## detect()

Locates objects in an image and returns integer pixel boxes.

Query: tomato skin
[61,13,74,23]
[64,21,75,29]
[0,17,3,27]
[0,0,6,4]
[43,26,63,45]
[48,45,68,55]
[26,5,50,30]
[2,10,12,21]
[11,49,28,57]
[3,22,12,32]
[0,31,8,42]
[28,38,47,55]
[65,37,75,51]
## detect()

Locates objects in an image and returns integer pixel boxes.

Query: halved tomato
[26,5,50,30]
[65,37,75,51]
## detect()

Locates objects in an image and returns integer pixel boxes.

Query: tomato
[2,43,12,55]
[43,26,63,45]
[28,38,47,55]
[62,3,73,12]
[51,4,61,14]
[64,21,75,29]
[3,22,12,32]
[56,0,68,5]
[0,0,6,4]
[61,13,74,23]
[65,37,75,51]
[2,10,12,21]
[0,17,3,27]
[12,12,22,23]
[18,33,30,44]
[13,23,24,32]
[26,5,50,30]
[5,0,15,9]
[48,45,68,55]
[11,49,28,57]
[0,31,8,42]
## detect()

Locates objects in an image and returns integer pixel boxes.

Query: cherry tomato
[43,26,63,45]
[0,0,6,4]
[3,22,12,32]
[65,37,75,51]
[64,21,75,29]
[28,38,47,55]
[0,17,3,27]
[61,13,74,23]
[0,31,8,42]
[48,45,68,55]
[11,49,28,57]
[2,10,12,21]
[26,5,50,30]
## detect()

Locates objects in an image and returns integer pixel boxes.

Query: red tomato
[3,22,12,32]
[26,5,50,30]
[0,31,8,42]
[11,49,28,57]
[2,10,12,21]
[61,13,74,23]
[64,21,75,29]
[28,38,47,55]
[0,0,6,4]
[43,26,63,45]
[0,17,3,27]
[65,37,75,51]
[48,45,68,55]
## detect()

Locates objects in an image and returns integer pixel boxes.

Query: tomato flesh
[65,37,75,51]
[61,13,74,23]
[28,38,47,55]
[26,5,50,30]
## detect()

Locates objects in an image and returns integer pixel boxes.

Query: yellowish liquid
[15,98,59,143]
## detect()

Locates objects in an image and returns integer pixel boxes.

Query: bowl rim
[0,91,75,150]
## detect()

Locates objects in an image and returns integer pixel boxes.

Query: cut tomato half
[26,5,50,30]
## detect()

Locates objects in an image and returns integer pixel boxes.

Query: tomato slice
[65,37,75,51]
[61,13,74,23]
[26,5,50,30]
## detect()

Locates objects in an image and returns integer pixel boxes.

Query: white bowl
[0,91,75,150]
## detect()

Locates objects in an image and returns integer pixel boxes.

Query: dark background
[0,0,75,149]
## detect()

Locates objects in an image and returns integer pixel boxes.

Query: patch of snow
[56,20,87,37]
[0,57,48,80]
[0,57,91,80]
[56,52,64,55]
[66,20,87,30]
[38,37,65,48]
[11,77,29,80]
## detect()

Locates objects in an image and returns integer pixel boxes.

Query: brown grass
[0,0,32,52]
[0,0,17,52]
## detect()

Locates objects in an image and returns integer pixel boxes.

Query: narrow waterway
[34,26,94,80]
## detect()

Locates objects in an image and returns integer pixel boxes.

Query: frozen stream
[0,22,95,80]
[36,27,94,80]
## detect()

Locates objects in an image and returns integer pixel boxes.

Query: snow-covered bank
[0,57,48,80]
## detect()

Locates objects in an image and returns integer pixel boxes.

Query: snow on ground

● ● ● ● ●

Your goal = Would you please print every record exactly as written?

Finished task =
## detect()

Locates objects in an image and returns integer pixel boxes.

Query: tomato skin
[61,13,74,23]
[64,21,75,29]
[0,17,3,27]
[0,0,6,4]
[43,26,63,45]
[48,45,68,55]
[26,5,50,30]
[2,10,12,21]
[11,49,28,57]
[3,22,12,32]
[0,31,8,42]
[28,38,47,55]
[65,37,75,51]
## detect()

Locates objects in an image and returns integer pixel boxes.

Query: halved tomato
[26,5,50,30]
[65,37,75,51]
## detect()

Locates objects in an image and returns integer pixel boxes.

Query: tomato
[2,43,12,55]
[43,26,63,45]
[28,38,47,55]
[62,3,73,12]
[51,4,61,14]
[64,21,75,29]
[3,22,12,32]
[56,0,68,5]
[0,0,6,4]
[61,13,74,23]
[65,37,75,51]
[2,10,12,21]
[0,17,3,27]
[12,12,22,23]
[18,33,30,44]
[13,23,24,32]
[26,5,50,30]
[5,0,15,9]
[48,45,68,55]
[11,49,28,57]
[0,31,8,42]
## detect()

Locates objects in an image and returns integer pixel boxes.

Query: cherry tomato
[43,26,63,45]
[0,0,6,4]
[3,22,12,32]
[65,37,75,51]
[64,21,75,29]
[28,38,47,55]
[0,17,3,27]
[61,13,74,23]
[0,31,8,42]
[48,45,68,55]
[11,49,28,57]
[2,10,12,21]
[26,5,50,30]
## detect()

Locates objects in an image and returns integer pixel boxes.

Query: red tomato
[3,22,12,32]
[26,5,50,30]
[0,31,8,42]
[11,49,28,57]
[2,10,12,21]
[61,13,74,23]
[64,21,75,29]
[28,38,47,55]
[0,0,6,4]
[43,26,63,45]
[0,17,3,27]
[65,37,75,51]
[48,45,68,55]
## detect()

Locates objects in an image and returns integer pixel boxes.

Query: tomato flesh
[65,37,75,51]
[61,13,74,23]
[28,38,47,55]
[26,5,50,30]
## detect()

Locates objects in an image and returns integer pixel boxes.

Query: yellowish liquid
[15,98,59,143]
## detect()

Locates objects in an image and returns integer pixel boxes.

Query: bowl rim
[0,91,75,150]
## detect()

Locates objects in an image and returns integer pixel boxes.

Query: cut tomato half
[26,5,50,30]
## detect()

Locates objects in an image and returns integer pixel boxes.

Query: tomato slice
[65,37,75,51]
[61,13,74,23]
[26,5,50,30]
## detect()

Locates objects in an image and returns integer pixel boxes.

Query: white bowl
[0,91,75,150]
## detect()

Locates objects in an image and returns integer pixel boxes.

Query: dark background
[0,0,75,149]
## detect()

Locates objects in an image and returns integer pixel boxes.

Query: patch of snow
[56,20,87,37]
[0,57,48,80]
[0,57,91,80]
[56,52,64,55]
[66,20,87,30]
[38,37,65,48]
[11,77,29,80]
## detect()

Locates objects in an image and returns integer pixel boxes.

Query: brown grass
[0,0,32,52]
[0,0,17,52]
## detect()

Locates objects in an image and returns integer pixel boxes.

Query: narrow waterway
[34,26,94,80]
## detect()

Locates objects in an image and returns integer pixel boxes.

Query: frozen stream
[0,22,95,80]
[36,27,94,80]
## detect()

Locates objects in an image and returns integer pixel boxes.

Query: snow-covered bank
[0,57,48,80]
## detect()

Locates objects in an image and returns integer pixel boxes.

Query: snow on ground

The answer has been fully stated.